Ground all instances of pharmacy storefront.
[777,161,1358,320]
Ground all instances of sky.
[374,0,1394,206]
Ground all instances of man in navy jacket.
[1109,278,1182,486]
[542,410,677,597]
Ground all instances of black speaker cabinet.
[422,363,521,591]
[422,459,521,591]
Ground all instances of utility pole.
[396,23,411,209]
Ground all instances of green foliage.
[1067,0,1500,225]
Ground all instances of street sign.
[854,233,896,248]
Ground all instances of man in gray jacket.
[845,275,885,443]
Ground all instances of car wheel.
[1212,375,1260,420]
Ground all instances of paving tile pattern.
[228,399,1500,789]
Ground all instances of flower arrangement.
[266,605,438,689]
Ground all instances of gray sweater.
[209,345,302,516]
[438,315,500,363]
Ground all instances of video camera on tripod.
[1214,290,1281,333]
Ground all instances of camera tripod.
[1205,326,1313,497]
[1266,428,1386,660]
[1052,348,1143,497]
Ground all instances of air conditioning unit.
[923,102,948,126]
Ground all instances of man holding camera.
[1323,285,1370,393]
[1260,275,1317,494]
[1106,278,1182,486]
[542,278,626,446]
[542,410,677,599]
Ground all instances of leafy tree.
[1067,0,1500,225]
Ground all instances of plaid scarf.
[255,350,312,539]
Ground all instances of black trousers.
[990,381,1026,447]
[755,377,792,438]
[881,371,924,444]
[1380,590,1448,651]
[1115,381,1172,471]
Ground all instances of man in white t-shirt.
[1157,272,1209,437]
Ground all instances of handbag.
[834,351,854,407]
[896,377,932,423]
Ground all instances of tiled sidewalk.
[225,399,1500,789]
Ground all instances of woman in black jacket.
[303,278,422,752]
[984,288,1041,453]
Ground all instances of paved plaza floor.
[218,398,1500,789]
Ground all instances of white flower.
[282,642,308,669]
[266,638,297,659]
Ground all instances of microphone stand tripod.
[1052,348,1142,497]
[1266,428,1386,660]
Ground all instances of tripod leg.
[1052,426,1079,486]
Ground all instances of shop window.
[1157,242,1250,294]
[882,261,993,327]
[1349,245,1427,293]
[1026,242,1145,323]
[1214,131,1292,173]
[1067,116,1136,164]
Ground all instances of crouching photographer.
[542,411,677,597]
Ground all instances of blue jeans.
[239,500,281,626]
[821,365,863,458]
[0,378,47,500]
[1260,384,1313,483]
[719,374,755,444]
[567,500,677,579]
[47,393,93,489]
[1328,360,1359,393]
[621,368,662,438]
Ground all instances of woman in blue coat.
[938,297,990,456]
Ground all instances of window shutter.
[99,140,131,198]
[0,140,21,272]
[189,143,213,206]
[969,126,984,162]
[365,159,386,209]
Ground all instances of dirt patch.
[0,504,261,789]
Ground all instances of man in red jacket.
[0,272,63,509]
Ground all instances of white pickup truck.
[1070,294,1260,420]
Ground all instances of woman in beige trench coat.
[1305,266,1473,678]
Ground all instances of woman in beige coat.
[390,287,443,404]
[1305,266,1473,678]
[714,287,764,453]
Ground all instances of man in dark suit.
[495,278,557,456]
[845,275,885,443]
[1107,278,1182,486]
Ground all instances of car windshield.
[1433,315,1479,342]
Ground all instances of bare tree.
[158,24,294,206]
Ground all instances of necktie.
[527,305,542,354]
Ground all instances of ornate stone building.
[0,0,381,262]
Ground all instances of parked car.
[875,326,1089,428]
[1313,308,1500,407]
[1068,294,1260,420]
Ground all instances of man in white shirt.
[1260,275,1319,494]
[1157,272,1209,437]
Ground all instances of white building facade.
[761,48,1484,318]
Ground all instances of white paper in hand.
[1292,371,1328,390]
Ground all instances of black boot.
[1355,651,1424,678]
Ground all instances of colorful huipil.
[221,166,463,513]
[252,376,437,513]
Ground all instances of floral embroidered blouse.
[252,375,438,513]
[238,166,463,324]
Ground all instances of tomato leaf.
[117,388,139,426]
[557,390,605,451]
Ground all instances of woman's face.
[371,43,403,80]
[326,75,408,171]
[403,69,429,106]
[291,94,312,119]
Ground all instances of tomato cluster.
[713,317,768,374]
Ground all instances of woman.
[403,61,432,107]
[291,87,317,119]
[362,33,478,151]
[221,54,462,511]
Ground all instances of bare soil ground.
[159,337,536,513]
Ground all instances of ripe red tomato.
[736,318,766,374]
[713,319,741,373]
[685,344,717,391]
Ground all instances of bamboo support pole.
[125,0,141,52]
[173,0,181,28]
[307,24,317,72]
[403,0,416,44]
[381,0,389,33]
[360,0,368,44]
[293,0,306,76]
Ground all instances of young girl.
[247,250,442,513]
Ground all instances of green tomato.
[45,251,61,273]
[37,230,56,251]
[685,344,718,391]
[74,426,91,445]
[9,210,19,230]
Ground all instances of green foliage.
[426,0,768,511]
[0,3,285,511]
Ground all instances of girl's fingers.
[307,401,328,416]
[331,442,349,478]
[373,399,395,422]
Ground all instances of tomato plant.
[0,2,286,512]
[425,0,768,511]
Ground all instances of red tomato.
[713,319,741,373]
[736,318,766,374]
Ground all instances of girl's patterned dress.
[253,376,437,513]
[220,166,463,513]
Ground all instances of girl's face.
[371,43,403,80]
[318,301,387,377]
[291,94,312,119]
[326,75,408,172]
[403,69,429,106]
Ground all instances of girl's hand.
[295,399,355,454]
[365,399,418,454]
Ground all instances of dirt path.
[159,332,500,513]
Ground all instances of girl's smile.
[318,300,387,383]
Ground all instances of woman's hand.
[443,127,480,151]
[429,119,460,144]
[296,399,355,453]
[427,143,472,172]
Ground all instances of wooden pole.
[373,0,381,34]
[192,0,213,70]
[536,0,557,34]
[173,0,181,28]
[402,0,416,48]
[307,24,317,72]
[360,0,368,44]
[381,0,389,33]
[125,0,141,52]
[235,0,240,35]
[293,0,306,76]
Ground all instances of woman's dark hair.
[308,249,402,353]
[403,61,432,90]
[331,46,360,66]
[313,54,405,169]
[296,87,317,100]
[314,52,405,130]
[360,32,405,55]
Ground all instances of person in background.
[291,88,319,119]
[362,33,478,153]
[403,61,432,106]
--
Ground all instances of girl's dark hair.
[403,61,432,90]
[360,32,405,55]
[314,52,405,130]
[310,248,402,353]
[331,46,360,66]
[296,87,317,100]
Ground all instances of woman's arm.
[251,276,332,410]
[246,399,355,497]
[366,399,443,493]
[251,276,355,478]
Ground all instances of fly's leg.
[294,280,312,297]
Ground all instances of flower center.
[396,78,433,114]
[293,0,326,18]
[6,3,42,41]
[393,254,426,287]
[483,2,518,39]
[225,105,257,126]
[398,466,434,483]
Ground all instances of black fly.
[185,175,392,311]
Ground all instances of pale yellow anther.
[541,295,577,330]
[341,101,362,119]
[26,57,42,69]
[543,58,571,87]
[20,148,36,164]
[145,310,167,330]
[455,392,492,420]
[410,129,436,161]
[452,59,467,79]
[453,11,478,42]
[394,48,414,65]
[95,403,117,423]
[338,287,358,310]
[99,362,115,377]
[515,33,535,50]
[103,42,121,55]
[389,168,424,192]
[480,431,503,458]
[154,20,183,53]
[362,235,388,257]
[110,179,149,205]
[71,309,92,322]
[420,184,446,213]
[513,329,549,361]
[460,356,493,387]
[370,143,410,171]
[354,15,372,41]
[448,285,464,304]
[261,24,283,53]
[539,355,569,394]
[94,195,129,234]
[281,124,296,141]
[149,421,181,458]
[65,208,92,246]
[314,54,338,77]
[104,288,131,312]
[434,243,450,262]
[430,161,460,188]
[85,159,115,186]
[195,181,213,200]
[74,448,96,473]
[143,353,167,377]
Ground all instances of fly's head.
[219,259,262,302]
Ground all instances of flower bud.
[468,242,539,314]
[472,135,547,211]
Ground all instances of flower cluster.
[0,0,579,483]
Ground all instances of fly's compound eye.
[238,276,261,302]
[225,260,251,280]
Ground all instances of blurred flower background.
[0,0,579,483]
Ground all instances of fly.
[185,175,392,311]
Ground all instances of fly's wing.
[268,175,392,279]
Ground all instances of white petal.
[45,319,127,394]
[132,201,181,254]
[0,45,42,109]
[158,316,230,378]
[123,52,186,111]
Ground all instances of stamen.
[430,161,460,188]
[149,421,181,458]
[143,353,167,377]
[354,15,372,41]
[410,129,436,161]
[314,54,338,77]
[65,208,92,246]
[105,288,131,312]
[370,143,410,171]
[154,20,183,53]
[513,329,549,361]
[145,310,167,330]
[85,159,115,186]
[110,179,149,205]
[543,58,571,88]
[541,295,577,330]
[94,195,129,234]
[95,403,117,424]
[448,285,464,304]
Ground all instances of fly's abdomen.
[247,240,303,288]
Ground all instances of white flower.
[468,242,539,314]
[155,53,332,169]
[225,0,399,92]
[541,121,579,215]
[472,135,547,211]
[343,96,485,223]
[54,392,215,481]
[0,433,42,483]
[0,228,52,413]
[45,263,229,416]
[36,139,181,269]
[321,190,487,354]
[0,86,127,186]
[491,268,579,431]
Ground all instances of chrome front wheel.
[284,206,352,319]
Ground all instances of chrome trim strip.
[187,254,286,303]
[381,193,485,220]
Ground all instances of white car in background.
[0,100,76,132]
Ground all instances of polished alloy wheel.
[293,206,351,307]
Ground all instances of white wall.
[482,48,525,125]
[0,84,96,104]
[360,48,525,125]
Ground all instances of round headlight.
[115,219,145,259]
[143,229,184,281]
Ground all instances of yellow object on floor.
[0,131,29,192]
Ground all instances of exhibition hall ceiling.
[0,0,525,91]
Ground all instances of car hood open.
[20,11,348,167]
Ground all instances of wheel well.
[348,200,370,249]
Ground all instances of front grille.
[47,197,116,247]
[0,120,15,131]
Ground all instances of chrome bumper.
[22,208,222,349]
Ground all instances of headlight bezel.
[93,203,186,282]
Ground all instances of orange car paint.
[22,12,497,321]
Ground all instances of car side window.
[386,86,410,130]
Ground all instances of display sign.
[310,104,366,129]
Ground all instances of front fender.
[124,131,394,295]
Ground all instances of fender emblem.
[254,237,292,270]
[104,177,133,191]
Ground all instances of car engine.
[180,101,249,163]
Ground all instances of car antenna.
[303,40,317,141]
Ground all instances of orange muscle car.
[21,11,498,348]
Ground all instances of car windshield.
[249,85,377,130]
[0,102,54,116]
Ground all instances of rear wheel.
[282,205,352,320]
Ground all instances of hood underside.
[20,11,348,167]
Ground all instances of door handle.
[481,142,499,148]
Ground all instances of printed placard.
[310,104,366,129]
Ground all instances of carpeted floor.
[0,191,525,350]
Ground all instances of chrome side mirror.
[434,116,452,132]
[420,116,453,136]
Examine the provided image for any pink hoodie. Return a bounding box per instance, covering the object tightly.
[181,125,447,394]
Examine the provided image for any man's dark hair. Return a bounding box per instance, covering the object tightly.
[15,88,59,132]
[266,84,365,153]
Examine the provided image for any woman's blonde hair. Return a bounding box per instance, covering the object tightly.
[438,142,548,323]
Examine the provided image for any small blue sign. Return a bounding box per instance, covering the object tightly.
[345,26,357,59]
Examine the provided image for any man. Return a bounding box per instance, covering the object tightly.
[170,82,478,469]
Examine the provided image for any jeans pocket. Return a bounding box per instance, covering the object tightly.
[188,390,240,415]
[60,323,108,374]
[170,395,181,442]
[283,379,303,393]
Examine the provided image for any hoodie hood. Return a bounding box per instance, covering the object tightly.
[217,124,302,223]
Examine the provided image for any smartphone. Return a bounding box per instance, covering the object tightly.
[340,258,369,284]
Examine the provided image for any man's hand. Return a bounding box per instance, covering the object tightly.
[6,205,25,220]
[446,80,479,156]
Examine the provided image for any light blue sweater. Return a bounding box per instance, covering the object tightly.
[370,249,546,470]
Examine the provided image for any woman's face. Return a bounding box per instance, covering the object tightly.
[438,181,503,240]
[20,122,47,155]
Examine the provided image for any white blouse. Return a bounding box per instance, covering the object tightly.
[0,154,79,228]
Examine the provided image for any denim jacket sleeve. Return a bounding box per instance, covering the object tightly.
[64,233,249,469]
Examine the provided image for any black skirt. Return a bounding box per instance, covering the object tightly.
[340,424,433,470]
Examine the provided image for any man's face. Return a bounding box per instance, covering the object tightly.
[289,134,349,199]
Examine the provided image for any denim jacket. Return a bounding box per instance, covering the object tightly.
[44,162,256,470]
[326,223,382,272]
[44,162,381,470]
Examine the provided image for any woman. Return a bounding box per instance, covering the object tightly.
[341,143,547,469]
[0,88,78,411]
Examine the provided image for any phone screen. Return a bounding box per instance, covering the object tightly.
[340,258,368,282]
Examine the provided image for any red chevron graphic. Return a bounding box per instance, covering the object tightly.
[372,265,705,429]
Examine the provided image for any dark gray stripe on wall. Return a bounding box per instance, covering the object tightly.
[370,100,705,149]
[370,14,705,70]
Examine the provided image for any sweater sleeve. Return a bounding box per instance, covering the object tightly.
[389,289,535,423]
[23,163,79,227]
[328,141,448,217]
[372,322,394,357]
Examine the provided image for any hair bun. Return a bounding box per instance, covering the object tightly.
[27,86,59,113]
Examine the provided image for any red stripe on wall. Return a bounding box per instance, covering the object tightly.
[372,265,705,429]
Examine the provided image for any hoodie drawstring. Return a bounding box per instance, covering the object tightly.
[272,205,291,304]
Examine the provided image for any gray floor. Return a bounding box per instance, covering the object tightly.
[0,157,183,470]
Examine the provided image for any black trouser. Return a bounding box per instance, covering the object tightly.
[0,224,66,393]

▸ **AIM**: Copy the listing from the line containing "Ground all instances of man in gray jacket." through the line containing "[542,411,677,597]", swapping "sidewalk" for "pavement" and changing nothing else.

▸ **WRITTEN ANSWER**:
Ground all instances of man in gray jacket.
[845,275,885,443]
Ground all instances of car wheel.
[1212,375,1260,420]
Ground all instances of paving tile pattern.
[228,399,1500,789]
Ground all instances of flower arrangement.
[266,605,438,689]
Ground all instances of gray sweater.
[209,345,302,516]
[438,315,500,363]
Ground all instances of video camera on tripod.
[1214,290,1281,333]
Ground all instances of camera tripod.
[1205,326,1313,497]
[1266,428,1386,660]
[1052,348,1143,497]
Ground all instances of air conditioning unit.
[923,102,948,126]
Ground all instances of man holding camera.
[1323,285,1370,393]
[1260,275,1317,494]
[1106,278,1182,486]
[542,278,626,446]
[542,410,677,599]
Ground all instances of leafy tree.
[1067,0,1500,225]
Ground all instances of plaid scarf.
[255,350,312,539]
Ground all instances of black trousers.
[990,381,1026,447]
[755,377,792,438]
[881,371,924,444]
[1380,590,1448,651]
[1115,381,1172,471]
Ground all instances of man in white t-shirt.
[1157,272,1209,437]
Ground all instances of handbag.
[834,351,854,407]
[896,377,932,423]
Ground all instances of tiled pavement.
[225,399,1500,789]
Ground all instances of woman in black jacket.
[303,278,422,752]
[984,288,1041,453]
Ground all instances of paved plaza floor.
[218,398,1500,789]
Ground all instances of white flower.
[282,642,308,669]
[266,638,297,659]
Ground all instances of microphone stand tripod.
[1052,348,1142,497]
[1266,428,1386,660]
Ground all instances of tripod leg.
[1052,426,1079,486]
Ground all instances of shop window.
[1157,242,1250,294]
[882,261,993,327]
[1349,245,1427,293]
[1026,242,1145,323]
[1214,131,1292,173]
[1067,116,1136,164]
Ground all instances of crouching photographer.
[542,411,677,597]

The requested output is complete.